_TEXTAUSZUG_
★ ★ ★ ★ ★ ★ ★

Lieber Bodo, du hast in diesen 37 ½ Jahren viel erlebt und bewegt in Winz-Baak und auch darüber hinaus. Was hat dich besonders bewegt/erfreut? In der Gemeinde, während deines Berufslebens?
Die größte Erfüllung hat mir all die Jahre geschenkt, wenn ich nach seelsorglichen Begegnungen das Gefühl hatte, das sich hier gerade etwas Tragendes, Tröstliches, Liebevolles ereignet hat. Nach Krankenbesuchen etwa hatte ich oft das Gefühl, dass ich selbst beschenkt worden bin. Oder nach Seelsorgegesprächen war ich immer wieder in einer tiefen Dankbarkeit angekommen, dass mir so viel Persönliches anvertraut wurde. Nach Trauerfeiern durfte ich das Empfinden kennenlernen, dass etwas von der Kraft der Ewigkeit die Zeit angehalten hat und ein neuer Trost geboren wurde. Glücklich war ich auch, wenn Gottesdienstgemeinschaft gelungen ist.

★ ★ ★ ★ ★ ★ ★

_AUFGABENSTELLUNG 1_
Welches Gefühl stellte sich laut dem Textauszug nach Krankenbesuchen oft ein?
_AUFGABENSTELLUNG 2_
Übernehmen Sie aus dem Textauszug wörtlich den Abschnitt zwischen „Lieber Bodo, du“ und „während deines Berufslebens?“, beide eingeschlossen.
Stützen Sie sich ausschließlich auf den Textauszug.

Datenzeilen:
★ ★ ★ ★ ★ ★ ★

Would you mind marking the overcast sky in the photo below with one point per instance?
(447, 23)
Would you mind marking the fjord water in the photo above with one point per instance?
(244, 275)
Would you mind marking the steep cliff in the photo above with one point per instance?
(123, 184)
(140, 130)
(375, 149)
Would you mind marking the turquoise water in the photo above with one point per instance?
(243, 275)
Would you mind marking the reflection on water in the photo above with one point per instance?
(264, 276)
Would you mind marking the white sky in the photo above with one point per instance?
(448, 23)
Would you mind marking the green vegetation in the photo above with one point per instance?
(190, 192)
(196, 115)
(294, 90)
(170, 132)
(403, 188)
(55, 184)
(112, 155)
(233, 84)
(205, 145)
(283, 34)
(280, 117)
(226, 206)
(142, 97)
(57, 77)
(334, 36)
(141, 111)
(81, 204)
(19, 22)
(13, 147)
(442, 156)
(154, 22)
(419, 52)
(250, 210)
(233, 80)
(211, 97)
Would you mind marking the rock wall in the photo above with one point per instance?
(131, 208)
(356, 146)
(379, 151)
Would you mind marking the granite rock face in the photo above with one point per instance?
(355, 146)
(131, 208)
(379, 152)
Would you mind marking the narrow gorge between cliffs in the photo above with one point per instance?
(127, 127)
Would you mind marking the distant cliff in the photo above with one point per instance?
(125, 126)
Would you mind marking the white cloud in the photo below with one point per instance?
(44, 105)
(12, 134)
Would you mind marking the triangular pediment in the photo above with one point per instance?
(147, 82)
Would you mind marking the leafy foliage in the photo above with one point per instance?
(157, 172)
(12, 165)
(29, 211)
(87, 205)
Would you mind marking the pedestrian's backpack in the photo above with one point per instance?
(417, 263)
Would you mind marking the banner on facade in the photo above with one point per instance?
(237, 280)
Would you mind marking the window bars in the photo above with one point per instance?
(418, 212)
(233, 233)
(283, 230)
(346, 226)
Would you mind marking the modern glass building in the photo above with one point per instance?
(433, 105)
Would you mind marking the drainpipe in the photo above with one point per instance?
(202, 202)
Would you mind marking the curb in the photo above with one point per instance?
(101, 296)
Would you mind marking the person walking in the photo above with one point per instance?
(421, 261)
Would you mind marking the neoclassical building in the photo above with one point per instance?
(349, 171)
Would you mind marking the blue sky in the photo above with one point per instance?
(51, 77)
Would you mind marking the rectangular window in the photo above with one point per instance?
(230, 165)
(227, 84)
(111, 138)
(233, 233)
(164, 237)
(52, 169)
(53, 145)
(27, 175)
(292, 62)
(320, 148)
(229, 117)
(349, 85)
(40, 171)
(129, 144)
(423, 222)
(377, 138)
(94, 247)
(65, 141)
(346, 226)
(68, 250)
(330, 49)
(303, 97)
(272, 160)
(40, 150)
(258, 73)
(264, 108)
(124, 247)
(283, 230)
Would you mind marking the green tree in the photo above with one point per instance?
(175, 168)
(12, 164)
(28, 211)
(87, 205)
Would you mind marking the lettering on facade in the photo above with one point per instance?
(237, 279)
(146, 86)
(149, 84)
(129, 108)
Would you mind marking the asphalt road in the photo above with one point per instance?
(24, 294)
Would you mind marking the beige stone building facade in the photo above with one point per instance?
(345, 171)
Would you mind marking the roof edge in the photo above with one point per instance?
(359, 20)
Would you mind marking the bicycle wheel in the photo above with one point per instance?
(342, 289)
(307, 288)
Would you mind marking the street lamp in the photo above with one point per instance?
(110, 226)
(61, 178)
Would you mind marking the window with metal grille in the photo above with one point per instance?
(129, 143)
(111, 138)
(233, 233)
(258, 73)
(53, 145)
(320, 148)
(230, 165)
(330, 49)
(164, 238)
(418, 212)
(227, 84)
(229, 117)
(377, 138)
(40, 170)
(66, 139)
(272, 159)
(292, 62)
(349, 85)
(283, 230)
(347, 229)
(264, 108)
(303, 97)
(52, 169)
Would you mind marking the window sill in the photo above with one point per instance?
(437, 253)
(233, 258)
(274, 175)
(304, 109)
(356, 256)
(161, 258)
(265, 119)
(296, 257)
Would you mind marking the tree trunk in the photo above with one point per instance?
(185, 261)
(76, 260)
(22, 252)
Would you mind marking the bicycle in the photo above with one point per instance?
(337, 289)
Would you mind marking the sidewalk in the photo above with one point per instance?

★ ★ ★ ★ ★ ★ ★

_ERGEBNIS 1_
Das Gefühl, selbst beschenkt worden zu sein.

_ERGEBNIS 2_
Lieber Bodo, du hast in diesen 37 ½ Jahren viel erlebt und bewegt in Winz-Baak und auch darüber hinaus. Was hat dich besonders bewegt/erfreut? In der Gemeinde, während deines Berufslebens?